**Listed records**
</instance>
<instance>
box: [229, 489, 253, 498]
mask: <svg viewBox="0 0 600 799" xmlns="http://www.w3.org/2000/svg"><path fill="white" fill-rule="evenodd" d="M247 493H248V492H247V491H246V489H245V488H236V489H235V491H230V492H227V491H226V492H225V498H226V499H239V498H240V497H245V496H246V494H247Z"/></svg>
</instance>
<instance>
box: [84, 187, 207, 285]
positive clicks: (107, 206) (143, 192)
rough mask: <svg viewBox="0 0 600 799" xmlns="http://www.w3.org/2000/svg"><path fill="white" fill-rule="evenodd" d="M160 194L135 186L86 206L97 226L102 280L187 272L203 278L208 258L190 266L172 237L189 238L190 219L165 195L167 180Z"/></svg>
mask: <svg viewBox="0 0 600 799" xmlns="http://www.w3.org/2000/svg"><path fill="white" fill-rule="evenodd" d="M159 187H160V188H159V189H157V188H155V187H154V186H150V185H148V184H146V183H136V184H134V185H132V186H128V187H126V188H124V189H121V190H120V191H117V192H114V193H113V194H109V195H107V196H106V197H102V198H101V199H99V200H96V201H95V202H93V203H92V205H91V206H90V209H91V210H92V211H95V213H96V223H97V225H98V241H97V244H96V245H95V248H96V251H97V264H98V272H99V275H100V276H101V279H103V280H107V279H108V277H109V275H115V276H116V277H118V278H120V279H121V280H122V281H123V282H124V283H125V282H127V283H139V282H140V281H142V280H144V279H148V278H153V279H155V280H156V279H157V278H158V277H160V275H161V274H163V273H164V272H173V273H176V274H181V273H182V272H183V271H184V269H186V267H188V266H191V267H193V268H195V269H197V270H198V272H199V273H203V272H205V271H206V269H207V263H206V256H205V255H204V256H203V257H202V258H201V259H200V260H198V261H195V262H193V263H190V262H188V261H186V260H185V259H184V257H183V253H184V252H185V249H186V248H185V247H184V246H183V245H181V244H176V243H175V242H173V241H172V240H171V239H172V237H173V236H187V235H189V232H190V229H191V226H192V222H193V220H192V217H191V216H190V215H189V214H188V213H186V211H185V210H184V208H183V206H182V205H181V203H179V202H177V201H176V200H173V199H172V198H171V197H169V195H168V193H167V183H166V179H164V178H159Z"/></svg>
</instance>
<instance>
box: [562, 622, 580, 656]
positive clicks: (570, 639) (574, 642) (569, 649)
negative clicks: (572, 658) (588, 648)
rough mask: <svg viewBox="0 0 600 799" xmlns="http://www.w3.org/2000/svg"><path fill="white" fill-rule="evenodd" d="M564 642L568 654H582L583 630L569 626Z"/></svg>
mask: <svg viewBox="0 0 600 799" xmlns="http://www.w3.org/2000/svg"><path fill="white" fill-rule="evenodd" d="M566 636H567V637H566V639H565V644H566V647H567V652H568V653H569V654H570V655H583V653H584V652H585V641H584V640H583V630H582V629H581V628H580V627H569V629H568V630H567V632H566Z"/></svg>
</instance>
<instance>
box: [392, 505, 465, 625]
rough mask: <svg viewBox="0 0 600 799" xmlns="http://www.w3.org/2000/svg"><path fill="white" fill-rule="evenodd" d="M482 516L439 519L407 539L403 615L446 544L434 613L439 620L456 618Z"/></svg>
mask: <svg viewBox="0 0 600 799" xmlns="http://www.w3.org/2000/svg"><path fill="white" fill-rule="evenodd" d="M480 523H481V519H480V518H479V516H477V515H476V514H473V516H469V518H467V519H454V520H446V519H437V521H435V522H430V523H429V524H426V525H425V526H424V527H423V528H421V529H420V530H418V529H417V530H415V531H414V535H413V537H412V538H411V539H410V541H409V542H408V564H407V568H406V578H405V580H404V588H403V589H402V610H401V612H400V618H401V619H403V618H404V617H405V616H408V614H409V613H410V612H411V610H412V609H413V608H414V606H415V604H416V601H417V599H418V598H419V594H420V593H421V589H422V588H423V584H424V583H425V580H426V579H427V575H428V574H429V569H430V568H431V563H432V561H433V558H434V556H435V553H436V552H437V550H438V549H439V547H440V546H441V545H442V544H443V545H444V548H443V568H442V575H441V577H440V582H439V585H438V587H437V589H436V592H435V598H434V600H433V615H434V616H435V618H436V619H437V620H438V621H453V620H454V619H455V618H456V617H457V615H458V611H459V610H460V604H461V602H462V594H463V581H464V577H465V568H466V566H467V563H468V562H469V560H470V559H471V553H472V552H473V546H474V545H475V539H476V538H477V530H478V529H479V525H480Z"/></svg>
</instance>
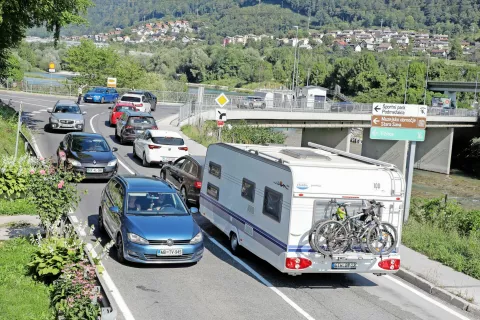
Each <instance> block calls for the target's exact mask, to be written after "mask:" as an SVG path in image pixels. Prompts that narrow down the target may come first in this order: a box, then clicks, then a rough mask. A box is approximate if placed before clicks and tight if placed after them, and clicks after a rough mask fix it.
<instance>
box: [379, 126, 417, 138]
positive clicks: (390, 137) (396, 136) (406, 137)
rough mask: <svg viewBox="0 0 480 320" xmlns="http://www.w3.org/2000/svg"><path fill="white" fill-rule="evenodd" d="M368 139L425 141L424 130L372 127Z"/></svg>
* * *
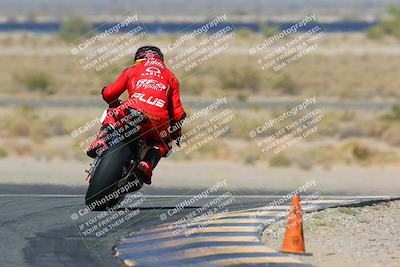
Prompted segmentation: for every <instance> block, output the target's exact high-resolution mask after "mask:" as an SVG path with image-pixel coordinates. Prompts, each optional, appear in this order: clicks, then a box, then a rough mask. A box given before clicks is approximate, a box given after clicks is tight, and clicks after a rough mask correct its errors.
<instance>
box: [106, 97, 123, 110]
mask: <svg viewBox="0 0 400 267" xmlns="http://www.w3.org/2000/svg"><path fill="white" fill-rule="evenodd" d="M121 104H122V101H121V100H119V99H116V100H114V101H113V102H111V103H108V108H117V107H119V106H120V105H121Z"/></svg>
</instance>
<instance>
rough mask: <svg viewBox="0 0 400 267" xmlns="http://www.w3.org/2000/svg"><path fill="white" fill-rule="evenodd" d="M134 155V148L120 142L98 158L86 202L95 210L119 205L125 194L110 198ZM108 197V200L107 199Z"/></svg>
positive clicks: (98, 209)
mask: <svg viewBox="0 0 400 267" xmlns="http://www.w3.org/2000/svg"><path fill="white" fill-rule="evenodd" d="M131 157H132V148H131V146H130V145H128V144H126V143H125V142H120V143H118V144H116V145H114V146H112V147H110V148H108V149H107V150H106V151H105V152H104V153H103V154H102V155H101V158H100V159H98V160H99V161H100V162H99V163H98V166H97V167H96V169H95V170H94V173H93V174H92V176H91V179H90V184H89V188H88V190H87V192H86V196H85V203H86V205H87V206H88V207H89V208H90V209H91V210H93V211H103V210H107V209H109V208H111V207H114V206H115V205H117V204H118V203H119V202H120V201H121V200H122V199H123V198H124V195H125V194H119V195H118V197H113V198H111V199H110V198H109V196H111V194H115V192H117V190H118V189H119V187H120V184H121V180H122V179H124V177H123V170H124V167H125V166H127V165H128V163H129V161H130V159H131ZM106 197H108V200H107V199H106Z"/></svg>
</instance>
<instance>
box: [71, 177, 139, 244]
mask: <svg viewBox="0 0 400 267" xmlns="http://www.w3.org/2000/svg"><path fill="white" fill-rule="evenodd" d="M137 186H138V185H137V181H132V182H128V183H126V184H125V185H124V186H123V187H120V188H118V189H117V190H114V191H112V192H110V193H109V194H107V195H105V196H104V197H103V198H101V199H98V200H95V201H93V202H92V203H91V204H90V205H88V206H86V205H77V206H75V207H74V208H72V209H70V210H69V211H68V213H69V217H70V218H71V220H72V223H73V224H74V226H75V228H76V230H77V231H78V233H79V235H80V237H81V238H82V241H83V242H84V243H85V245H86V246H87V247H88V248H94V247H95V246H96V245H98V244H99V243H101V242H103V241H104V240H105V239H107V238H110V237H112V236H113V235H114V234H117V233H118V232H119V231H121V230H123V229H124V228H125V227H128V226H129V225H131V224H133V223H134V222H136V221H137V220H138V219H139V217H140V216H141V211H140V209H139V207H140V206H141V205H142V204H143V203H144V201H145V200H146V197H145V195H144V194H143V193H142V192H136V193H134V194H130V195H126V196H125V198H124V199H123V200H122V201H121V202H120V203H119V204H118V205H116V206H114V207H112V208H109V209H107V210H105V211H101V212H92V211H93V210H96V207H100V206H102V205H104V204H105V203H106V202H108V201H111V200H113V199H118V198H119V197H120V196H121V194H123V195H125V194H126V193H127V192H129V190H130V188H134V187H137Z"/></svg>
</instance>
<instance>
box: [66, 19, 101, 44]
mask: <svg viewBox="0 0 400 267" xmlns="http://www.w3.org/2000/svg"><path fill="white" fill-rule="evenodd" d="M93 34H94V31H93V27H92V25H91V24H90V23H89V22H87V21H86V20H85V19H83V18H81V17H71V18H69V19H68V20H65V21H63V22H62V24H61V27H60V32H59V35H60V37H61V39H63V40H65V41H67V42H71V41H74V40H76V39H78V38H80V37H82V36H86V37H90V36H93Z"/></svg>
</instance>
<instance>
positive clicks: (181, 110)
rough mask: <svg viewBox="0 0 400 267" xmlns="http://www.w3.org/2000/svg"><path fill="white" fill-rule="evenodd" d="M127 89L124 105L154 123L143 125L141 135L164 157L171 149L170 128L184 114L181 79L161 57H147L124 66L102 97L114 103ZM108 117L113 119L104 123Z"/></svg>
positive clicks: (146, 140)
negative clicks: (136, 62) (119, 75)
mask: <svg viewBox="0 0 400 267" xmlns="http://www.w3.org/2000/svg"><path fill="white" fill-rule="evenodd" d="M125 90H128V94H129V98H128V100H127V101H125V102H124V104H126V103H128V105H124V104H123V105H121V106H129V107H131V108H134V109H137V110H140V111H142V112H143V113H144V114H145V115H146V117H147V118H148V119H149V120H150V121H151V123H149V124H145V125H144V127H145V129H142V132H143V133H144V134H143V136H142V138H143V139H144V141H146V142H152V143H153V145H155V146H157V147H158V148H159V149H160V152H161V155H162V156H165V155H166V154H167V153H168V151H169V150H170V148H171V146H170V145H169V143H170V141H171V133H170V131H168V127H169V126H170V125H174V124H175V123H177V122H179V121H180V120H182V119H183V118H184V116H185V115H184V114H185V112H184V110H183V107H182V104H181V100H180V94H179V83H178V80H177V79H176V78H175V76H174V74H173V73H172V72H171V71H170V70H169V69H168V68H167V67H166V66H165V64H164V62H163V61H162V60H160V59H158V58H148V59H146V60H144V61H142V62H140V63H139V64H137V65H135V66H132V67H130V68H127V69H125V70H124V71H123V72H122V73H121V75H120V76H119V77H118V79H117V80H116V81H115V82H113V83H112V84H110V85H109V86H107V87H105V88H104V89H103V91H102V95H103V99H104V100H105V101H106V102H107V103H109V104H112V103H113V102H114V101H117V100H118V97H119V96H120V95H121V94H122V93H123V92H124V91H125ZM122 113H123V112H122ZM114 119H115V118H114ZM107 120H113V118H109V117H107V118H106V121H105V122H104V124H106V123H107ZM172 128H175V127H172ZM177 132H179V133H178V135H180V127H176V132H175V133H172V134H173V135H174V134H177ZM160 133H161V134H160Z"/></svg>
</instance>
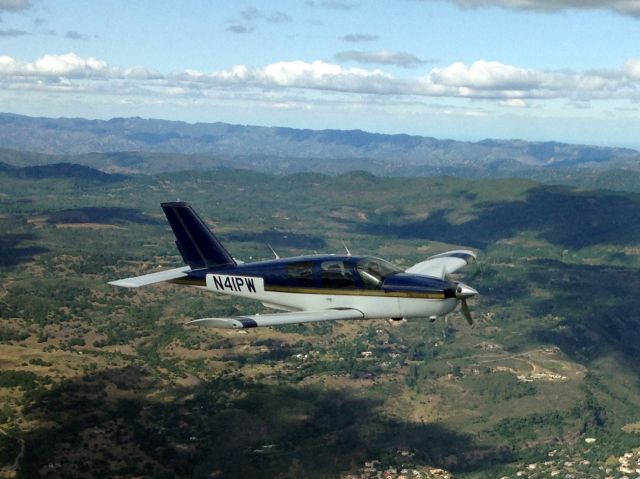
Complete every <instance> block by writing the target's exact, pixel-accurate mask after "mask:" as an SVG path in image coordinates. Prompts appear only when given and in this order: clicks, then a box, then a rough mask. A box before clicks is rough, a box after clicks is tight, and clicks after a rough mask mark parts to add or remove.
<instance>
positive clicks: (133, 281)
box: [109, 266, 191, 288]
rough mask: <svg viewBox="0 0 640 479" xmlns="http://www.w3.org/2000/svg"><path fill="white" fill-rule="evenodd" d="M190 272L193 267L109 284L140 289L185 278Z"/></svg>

**What to do**
How many lines in the items above contain the string "negative"? Case matters. Give only the number.

**Your solution**
2